== Excerpted records ==
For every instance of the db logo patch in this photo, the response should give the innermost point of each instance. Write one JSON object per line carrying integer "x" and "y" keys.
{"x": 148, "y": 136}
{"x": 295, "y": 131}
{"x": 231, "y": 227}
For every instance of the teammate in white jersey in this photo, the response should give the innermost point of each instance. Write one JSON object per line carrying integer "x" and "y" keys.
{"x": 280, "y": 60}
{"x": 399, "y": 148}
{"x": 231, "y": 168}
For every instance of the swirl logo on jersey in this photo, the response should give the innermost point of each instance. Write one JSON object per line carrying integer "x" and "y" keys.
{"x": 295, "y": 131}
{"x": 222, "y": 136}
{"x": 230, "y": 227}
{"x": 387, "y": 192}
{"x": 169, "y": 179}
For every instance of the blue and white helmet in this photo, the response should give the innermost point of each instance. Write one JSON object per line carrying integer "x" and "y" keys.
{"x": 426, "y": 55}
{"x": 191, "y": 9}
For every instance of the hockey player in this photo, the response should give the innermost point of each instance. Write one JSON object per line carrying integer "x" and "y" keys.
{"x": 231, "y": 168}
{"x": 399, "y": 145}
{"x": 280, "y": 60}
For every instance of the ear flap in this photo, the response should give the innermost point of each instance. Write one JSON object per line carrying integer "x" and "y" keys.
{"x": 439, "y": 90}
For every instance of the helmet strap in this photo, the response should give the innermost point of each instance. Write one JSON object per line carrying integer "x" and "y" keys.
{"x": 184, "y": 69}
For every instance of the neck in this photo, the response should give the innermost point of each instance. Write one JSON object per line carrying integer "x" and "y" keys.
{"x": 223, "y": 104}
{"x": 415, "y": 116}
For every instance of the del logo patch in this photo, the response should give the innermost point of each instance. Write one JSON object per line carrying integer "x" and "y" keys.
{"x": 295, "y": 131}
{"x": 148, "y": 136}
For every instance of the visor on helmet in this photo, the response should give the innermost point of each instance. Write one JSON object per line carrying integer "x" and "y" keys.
===
What to do: Each line of the material should be repeated exactly as it reads.

Finished exercise:
For every instance of the db logo patch in this photo, the response should give the innermost point of each instance. Write one JSON object per line carrying integer "x" and "y" keys.
{"x": 148, "y": 136}
{"x": 295, "y": 131}
{"x": 231, "y": 227}
For every instance of the teammate in white jersey in this photo, the response should give the innermost point of each instance. Write one JSON object per line carrying integer "x" and "y" keys.
{"x": 280, "y": 60}
{"x": 399, "y": 148}
{"x": 231, "y": 168}
For every instance of the swirl logo on jersey in this photo, the response should give the innermost point of each instance. Write one JSON object per line carrying integer "x" and "y" keys.
{"x": 295, "y": 131}
{"x": 222, "y": 136}
{"x": 230, "y": 227}
{"x": 387, "y": 192}
{"x": 169, "y": 179}
For every instance of the blue and white helmet in this photo, the response should give the innermost point of each instance. Write one JSON object per line carrying integer "x" and "y" keys.
{"x": 426, "y": 55}
{"x": 191, "y": 9}
For every instance of the hockey player in this photo, the response should give the innermost point of each instance. Write one JSON object per line carrying integer "x" and "y" keys.
{"x": 231, "y": 168}
{"x": 399, "y": 145}
{"x": 280, "y": 60}
For every instance of the ear flap in this photo, the response should give the innermost point of each instance. Write one JSON object per line carrying integer "x" and "y" keys.
{"x": 439, "y": 90}
For every instance of the helmet strap in this photo, the response should give the innermost point of each instance. Write one JSON object per line carrying integer "x" and "y" keys.
{"x": 184, "y": 69}
For every instance of the neck in this photo, the response should give the innermost point of each instance. Write one JSON object per line carrying integer "x" and "y" keys.
{"x": 223, "y": 104}
{"x": 415, "y": 116}
For every instance of the del logo patch in this photo, the response should give the innermost point of each instance. Write one JSON object per line carrying integer "x" and "y" keys.
{"x": 295, "y": 131}
{"x": 148, "y": 136}
For every instance of the visor on helmet in this photo, the response should give the innermost point of each instance. Write one JSON object per line carrying integer "x" and "y" keys.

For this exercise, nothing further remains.